To be done
Rewrite the material below, replacing every occurrence of "thickest part" with "widest part" and leaving all other text unchanged.

Named object pointing entries

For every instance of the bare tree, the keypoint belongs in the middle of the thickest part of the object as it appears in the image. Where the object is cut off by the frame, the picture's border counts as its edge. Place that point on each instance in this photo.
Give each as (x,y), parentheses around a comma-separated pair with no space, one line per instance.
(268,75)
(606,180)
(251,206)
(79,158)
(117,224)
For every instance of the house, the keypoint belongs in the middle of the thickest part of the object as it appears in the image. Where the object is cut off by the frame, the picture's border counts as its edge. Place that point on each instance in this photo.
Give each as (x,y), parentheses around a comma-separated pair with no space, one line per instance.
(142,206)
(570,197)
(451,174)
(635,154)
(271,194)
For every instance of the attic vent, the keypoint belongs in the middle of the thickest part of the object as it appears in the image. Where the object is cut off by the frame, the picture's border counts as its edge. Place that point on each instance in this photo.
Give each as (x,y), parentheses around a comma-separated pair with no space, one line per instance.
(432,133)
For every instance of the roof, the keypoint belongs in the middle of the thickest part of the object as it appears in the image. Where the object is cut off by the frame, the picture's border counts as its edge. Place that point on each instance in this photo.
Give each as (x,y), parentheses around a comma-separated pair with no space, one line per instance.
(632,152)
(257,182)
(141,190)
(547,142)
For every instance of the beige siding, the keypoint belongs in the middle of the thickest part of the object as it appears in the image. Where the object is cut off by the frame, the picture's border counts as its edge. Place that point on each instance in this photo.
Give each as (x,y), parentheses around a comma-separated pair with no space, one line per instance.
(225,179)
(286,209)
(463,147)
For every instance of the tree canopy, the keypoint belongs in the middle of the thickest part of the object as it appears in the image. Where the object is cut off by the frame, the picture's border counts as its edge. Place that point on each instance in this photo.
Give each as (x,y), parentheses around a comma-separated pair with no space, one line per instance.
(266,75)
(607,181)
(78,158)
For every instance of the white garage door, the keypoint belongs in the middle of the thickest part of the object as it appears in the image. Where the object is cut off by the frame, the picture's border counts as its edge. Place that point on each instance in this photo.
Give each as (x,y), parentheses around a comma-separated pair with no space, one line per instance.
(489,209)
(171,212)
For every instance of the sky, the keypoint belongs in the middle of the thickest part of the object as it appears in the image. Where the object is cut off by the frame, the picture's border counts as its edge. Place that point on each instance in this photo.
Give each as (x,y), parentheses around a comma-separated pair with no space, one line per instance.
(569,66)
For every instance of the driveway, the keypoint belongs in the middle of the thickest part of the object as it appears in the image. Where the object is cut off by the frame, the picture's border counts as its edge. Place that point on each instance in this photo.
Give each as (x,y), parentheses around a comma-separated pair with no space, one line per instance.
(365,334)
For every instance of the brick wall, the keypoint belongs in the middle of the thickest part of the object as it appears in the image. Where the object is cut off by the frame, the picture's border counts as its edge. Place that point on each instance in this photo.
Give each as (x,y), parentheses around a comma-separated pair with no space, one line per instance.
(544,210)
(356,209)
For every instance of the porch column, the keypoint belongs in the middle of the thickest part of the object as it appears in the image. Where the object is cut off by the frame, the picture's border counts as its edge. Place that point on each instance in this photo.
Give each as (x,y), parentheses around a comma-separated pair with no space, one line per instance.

Result
For every instance of the bare tree, the keypoint belongs in the middle of the widest part of the object as it appears in the image. Where the object is cut off by the frame, the picture's border counts as its edge. Place that point on each instance in this photo.
Give each as (x,y), parentheses around a comma-separated pair with no space, one line per instance.
(268,75)
(606,180)
(251,206)
(79,158)
(117,224)
For every instance of the house, the keypoint belongs in the middle of the widest part of the object as it appears in the image. Where the object is cut off by the frame, the picture's border counts as its edge. Place that point on each instance in this photo.
Give each as (x,y), parentheses around a comma-separated pair with no space, one line per instance.
(142,206)
(570,197)
(451,174)
(635,154)
(271,194)
For every instance of the attic vent, the keypoint belongs in the middle of the widest part of the object as it appears in the image. Where the object is cut off by the frame, the picture's border counts as its edge. Place that point on each instance in this photo.
Give each as (x,y), parentheses around a comma-separated pair with no space, one line per instance.
(432,133)
For every instance of the roof, the keypoint belongs in the middle of the widest part of the object as it appears in the image. Where the object is cut off by the frame, the picture's border counts as its edge. Place that point on each instance in this photo.
Give each as (x,y), parentheses around a comma-separated pair with no space, one line per instance.
(632,152)
(257,182)
(141,190)
(547,142)
For every instance of the beige siding, the keypoint belongs in the middle of the widest part of the object as it appears in the image. Where the object is cut off by the frame, the picture's border counts as its edge. Place that point on each instance in this photo.
Give each as (x,y), parentheses around a comma-separated pair with no space, one line per instance.
(225,179)
(286,209)
(463,147)
For every instance of the tree canopy, the keypoint belongs in the middle of the widest part of the object as it appears in the image. Where the object is cut off by the frame, the picture's border counts as its edge. Place that point on each instance in this photo.
Give each as (x,y), parentheses around a comma-separated pair with no space, one line per instance.
(266,75)
(607,181)
(78,158)
For every instance of the white garage door, the keypoint belongs in the middle of the widest part of the object as it appears in the image. Where the object is cut off by the frame, the picture's border counts as its edge. Place that point on each instance in this photo.
Give each as (x,y), parentheses around a comma-separated pair with no space, one line per instance.
(489,209)
(171,212)
For every instance of the sky, the keypoint belongs in the middle of the widest part of the object as it appears in the image. Where the object is cut off by the frame, the picture's border counts as its edge. Place that point on each instance in this photo.
Give each as (x,y), parentheses around a comma-separated pair with no space, one line per instance.
(569,66)
For every instance of the driveway, the keypoint belongs in the middle of the widest part of the object as it appears in the image. Where the object is cut off by the frame, the picture's border counts as its edge. Place that point on each instance in this photo.
Give each as (x,y), parentheses around a comma-separated pair with no space, one line per instance.
(365,334)
For every instance of the brick wall, the keypoint belongs in the middle of the widest part of the object as it appears in the image. Where the object is cut off by the frame, the picture's border counts as its edge. Place that point on each instance in this photo.
Give each as (x,y), parentheses around a comma-separated pair with no space, one line per instance.
(544,210)
(356,209)
For every instance of the porch column, the keypoint belongs in the middle of the widest part of the object as it appears in the image. Where the object is cut off by the frame, the picture's border counts as its edge. Place that point on each instance in this photo.
Give each as (x,y), parentheses around a comma-separated pair with no space, one line per instance.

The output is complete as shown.